WHAT THE EXERCISE ASKS: Please could you give again the lines from the one holding "reflection on this photo." through the final line of the data below, exactly, with no other lines?

[EXERCISE MATERIAL — start]

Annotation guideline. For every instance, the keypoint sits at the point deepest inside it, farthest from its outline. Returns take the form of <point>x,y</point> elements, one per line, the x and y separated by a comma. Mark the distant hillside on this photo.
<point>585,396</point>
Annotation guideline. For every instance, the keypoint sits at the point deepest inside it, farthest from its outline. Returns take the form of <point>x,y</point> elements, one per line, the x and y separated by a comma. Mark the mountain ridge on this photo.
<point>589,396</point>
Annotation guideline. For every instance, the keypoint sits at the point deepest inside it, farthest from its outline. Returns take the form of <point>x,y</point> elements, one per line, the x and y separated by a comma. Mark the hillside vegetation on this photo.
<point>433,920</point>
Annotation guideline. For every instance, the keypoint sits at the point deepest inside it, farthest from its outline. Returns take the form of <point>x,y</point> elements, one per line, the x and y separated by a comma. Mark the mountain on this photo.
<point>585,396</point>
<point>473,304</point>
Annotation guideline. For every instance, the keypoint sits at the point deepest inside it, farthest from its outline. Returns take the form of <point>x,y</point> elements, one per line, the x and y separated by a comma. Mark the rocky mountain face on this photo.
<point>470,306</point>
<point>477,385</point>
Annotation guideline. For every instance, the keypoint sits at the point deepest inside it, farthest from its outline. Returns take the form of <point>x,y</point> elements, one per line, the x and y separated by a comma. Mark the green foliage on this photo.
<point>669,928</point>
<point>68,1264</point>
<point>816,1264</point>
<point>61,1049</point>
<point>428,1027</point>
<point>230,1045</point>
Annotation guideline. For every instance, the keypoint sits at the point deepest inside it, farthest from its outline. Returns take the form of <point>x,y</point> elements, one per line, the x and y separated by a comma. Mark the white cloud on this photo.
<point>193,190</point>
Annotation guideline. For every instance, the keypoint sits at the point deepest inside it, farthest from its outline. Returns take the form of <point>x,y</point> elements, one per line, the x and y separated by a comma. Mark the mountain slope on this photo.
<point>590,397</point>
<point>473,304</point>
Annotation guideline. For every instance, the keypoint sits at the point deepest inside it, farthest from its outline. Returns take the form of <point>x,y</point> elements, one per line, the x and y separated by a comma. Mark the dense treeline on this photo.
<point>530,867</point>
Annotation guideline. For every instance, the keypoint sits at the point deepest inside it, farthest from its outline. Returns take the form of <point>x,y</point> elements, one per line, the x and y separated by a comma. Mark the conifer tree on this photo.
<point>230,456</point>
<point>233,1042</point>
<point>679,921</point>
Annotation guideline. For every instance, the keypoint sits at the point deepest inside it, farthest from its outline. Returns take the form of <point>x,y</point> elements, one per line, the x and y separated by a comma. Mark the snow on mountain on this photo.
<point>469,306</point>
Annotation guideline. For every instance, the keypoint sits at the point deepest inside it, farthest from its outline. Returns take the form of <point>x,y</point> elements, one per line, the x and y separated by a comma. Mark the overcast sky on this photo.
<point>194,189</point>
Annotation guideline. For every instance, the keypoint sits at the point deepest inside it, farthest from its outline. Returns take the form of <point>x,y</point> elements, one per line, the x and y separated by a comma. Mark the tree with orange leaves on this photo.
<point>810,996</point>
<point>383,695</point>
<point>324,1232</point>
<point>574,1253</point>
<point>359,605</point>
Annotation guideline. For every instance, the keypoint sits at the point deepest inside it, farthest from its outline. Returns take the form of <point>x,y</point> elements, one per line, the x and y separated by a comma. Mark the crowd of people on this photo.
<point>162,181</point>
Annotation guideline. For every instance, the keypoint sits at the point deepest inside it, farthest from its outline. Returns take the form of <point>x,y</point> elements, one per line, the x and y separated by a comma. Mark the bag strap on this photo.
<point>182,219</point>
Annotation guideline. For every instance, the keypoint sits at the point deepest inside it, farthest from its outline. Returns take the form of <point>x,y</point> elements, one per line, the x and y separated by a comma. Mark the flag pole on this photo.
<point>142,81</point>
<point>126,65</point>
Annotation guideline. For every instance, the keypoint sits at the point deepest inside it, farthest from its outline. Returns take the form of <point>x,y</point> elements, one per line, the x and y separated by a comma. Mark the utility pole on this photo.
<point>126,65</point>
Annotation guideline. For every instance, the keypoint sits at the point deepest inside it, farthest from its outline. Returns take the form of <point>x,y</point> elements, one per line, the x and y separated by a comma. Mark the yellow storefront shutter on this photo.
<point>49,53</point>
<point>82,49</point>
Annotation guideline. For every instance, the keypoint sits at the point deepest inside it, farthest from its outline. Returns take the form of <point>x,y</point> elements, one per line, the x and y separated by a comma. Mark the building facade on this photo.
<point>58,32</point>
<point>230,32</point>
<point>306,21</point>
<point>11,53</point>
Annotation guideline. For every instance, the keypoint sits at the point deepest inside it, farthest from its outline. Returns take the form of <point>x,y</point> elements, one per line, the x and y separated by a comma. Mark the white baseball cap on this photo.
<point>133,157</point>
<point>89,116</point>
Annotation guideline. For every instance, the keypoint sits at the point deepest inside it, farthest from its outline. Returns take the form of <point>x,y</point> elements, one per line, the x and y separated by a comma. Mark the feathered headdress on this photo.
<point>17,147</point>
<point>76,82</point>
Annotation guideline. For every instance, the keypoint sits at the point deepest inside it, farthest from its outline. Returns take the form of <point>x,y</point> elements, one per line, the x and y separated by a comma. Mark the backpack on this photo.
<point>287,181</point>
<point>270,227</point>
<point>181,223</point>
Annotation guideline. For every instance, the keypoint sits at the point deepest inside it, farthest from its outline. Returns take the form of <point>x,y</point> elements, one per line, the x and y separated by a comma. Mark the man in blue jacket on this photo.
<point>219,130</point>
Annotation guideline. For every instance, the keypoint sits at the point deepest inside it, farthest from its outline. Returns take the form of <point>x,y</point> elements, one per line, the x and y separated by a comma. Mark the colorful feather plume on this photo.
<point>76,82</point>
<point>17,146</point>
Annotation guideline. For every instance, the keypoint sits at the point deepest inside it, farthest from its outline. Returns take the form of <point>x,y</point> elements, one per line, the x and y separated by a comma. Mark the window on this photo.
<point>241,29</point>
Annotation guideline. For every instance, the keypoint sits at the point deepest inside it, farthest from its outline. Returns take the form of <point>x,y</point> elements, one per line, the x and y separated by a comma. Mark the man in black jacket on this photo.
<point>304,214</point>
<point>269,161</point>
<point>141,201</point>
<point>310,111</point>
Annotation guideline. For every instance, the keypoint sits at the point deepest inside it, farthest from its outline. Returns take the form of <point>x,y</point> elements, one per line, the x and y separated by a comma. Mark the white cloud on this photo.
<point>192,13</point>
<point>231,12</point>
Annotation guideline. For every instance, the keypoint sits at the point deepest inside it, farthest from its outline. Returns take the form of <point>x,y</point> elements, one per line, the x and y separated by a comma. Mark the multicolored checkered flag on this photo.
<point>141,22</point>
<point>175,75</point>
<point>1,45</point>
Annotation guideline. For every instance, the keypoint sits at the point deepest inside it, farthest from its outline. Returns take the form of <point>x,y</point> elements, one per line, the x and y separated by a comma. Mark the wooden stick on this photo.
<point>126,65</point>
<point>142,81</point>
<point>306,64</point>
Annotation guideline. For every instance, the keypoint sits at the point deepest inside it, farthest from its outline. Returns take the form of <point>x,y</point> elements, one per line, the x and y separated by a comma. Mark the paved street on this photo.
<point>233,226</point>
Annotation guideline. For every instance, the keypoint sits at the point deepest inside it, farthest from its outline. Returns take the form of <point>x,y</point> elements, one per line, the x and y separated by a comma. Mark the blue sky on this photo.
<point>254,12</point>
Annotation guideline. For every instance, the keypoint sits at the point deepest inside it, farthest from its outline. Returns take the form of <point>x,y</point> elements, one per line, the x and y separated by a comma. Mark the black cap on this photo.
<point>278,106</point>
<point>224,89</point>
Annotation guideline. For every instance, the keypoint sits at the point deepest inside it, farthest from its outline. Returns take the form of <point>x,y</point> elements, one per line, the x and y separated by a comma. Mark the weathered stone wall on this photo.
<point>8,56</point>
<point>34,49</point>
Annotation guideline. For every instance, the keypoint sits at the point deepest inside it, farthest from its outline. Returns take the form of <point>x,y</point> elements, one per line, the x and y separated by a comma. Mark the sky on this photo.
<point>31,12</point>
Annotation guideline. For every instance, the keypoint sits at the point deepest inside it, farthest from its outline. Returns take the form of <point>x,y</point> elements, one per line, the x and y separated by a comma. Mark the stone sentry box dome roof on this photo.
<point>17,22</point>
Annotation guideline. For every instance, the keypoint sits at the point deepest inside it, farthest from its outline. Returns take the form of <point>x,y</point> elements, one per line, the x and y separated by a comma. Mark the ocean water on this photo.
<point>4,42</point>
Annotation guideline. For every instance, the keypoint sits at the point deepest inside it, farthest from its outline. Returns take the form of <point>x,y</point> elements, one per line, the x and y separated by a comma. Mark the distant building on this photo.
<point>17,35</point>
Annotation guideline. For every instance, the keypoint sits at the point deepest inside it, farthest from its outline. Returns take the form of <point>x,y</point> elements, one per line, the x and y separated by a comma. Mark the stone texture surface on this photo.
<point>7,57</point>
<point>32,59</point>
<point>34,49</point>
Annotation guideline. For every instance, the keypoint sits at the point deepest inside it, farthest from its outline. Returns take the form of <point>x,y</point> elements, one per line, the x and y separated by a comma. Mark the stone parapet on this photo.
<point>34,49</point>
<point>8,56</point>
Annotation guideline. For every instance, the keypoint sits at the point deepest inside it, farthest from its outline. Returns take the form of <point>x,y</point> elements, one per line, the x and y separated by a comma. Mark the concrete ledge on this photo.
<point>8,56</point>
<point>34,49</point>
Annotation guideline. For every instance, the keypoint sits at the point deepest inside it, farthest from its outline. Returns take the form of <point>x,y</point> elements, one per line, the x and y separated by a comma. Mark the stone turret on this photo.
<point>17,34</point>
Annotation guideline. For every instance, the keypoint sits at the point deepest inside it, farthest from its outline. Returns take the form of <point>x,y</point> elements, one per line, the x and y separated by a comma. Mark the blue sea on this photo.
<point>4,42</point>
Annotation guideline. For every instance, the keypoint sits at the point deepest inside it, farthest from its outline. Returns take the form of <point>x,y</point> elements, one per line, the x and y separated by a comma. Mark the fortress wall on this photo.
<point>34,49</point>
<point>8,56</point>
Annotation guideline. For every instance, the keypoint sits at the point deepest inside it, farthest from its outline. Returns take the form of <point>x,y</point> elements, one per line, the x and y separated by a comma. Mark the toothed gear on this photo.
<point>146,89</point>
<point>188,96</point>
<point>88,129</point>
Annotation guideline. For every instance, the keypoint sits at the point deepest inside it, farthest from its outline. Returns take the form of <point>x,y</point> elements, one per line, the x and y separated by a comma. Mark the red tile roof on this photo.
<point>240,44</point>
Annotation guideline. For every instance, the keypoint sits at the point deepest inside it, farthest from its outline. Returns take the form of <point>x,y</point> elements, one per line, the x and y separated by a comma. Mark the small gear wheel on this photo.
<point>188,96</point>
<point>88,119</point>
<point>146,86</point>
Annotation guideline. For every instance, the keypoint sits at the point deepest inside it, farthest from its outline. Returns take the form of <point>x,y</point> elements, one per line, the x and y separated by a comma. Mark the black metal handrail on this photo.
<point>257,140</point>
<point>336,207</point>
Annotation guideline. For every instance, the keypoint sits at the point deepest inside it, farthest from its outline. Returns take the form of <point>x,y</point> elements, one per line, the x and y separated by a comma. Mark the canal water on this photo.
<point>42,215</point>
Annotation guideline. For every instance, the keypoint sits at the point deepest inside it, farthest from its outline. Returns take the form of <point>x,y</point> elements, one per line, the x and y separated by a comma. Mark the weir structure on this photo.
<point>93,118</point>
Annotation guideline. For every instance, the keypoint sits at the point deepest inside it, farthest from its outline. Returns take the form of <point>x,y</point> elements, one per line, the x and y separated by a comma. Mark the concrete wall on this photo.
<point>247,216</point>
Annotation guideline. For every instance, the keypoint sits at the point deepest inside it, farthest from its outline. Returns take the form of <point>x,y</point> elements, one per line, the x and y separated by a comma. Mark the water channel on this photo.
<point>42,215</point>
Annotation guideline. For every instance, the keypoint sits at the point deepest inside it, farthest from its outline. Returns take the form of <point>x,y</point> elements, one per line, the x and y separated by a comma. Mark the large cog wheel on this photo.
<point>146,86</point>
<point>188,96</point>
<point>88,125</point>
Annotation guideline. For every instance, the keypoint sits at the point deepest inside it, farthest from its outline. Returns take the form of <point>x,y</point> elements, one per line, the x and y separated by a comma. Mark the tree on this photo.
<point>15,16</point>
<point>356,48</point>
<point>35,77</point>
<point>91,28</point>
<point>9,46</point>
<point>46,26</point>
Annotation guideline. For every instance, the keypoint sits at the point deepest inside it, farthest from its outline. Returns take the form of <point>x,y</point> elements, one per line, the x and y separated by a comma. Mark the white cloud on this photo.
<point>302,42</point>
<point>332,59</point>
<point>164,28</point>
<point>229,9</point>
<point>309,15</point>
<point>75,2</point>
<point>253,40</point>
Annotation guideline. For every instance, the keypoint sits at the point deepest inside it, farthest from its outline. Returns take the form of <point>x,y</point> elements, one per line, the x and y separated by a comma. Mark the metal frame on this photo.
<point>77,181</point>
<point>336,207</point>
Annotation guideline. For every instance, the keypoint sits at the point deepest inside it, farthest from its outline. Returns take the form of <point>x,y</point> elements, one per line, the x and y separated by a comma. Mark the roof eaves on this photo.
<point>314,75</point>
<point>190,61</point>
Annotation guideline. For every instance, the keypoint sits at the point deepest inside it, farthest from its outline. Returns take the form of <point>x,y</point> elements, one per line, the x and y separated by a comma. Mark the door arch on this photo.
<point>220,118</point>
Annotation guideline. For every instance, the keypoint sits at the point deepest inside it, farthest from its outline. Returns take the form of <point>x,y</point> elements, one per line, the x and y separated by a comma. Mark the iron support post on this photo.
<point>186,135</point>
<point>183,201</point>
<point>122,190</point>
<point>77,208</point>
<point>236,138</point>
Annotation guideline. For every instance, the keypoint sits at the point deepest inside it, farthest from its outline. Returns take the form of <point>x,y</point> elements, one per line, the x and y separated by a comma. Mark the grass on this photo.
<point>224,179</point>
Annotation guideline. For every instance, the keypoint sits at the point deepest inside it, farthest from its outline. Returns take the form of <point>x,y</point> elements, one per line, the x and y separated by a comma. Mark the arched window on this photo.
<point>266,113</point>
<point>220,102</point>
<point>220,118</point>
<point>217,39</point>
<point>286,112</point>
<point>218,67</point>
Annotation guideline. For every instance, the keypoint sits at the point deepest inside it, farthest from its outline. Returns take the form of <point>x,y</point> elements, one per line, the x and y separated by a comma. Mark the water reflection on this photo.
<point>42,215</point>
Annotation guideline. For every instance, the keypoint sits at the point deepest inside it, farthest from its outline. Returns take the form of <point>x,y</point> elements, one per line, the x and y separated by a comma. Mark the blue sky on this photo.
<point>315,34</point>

[EXERCISE MATERIAL — finish]

RESPONSE AREA:
Annotation guideline. For every instance, the keypoint sits at the point deepest inside it, farthest from its outline. Returns take the form of <point>x,y</point> elements, one per line, the x and y separated by a comma. Mark the water reflection on this photo.
<point>42,215</point>
Annotation guideline. For every instance, the keypoint sits at the point deepest inside it, farthest from its outline. Returns take the form of <point>x,y</point> elements, one per line, the x and y separated by a comma. Mark the blue sky on this photo.
<point>315,34</point>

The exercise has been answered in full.